GOALS:
1 - Answer these questions about the post on a creator's self-delusion:
(a) In the opening quote, what can you train through fire drills?
(b) Which two books does the writer say Koster uses as examples?
(c) How many of the lecturers the writer met could write anything that might change the world?
2 - Retype the stretch of the post on a creator's self-delusion from "For there lies" through "the world's peril!", keeping every word and mark the same.

EXTRACT TO READ:
---
Wednesday, August 19, 2015

The Creator's Self-Delusion

"Game design is a powerful way of imprinting behaviors on people, and that it is entirely possible to imprint behaviors you didn’t want. Just as you can train a firefighter’s instincts through fire drills, just as you can train a people to grow up racist, you can train players to react in certain ways to certain situations. Games are always pretty abstracted from reality, so this training may not be happening in at all the ways you think it is. But it is always happening. Games teach, and you are teaching something . . . But in the end, they can also hugely improve a life. So like any tool, like any cultural artifact, their virtue lies not in themselves but in what the medium is used for. That’s an awesome responsibility."
- Raph Koster, Games affecting people

Here is a favored bits of wisdom to which Literature and Philosophy Professors so dearly cling. "Dear child, don't write something evil - for evil will come of it!"  I have had many a would-be creator preach Koster's sentiment, that on some great level our great works have great effects.  We must therefore soberly reflect upon the deep, abiding, mortifying responsibility we possess unto the world.

My, my, my, isn't it heady stuff?  So demonstrative of our importance as creators, so evidentiary that we have it us the power to write the Bible or Mein Kampf (Koster's examples) - only of course we don't because we are just so darn responsible.  How wonderful it is that we restrain ourselves!  How important it is that we sit together in academic classrooms and clubhouses and discuss at length the terrible obligation we bear to protect society from ourselves - and others, of course, for it is only right that while we restrain ourselves, we ought to condemn all those who do not . . . 

For there lies the crux.  It isn't what we dutiful creators refuse to create, it is the fault we are more than prepared to find in the writing that others do!  The pornographic, the ideological, the dangerous lawless willingness of creators to just create things willy-nilly, audaciously, immoderately, foolishly!  Woe ye that falleth into the pit, for thou creates at the world's peril!

As an ambitiously minded writer whose opinions were stark and direct about things, I was lectured upon this position (and warning) many a time.  I was able to see it for what it was; a fear, a construct to help explain how evil existed in the world . . . and most of all another moralism that could be safely ignored, for I never met a single lecturer who possessed the potential to write anything that might change the world.  Surely, if the goal is to play it safe with human minds, nothing of relevance will result.

The world is a wild and dangerous place, full of willingness to commit evil without so much as a shopping list to support its purpose.  Several millennia of this nonsense has well proven that such people will glom onto whatever convenient text presents itself, so long as it can be turned, twisted and carefully rehashed in a manner that it will ultimately prove/justify whatever we need it for.  Koster's very choice to include the Bible in his list of examples demonstrates rather plainly his apparent unawareness that it was written by several persons, rewritten on several occasions, split apart and hashed back together a dozen more times and carefully translated by various groups in order to create the text desired.  Heaven knows (joke) what the original authors intended - but it no longer matters, because the intention of the author was never part of the equation.
---
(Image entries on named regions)
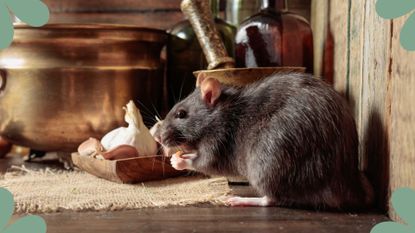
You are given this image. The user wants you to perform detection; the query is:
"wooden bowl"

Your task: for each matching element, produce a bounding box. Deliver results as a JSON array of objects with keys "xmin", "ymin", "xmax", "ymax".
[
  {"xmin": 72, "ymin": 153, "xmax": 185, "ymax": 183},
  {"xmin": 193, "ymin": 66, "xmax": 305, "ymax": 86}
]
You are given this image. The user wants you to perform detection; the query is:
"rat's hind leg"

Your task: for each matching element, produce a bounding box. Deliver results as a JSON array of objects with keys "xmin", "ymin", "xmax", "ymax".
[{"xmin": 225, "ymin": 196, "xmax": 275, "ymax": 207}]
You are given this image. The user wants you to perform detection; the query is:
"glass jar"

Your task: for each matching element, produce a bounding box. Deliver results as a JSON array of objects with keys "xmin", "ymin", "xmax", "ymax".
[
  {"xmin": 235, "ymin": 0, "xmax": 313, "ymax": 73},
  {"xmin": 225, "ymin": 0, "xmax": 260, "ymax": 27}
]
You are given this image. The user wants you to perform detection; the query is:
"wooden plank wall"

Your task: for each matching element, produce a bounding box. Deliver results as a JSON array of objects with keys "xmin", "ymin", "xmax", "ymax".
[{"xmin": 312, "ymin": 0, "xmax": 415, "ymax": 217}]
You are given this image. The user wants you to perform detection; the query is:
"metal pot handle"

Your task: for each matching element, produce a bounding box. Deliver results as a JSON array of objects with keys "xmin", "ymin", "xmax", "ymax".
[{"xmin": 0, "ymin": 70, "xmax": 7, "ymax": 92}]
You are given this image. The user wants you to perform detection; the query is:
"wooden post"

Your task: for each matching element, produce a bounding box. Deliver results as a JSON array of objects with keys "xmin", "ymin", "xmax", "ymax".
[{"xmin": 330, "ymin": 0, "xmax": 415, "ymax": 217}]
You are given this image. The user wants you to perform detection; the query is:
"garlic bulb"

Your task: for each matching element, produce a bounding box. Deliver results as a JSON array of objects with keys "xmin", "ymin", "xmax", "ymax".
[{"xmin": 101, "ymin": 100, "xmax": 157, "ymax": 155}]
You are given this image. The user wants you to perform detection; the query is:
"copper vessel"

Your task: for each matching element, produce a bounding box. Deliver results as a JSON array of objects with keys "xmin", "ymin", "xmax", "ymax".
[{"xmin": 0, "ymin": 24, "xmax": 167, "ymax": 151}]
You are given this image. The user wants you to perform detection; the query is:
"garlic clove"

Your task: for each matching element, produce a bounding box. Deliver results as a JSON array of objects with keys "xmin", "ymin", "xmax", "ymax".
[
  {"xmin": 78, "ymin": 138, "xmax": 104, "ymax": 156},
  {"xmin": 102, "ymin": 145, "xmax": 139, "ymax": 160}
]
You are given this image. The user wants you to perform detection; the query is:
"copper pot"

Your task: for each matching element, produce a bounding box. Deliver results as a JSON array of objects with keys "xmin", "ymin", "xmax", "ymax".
---
TASK RESPONSES:
1 -
(a) A firefighter's instincts.
(b) The Bible and Mein Kampf.
(c) Not a single one.

2 -
For there lies the crux.  It isn't what we dutiful creators refuse to create, it is the fault we are more than prepared to find in the writing that others do!  The pornographic, the ideological, the dangerous lawless willingness of creators to just create things willy-nilly, audaciously, immoderately, foolishly!  Woe ye that falleth into the pit, for thou creates at the world's peril!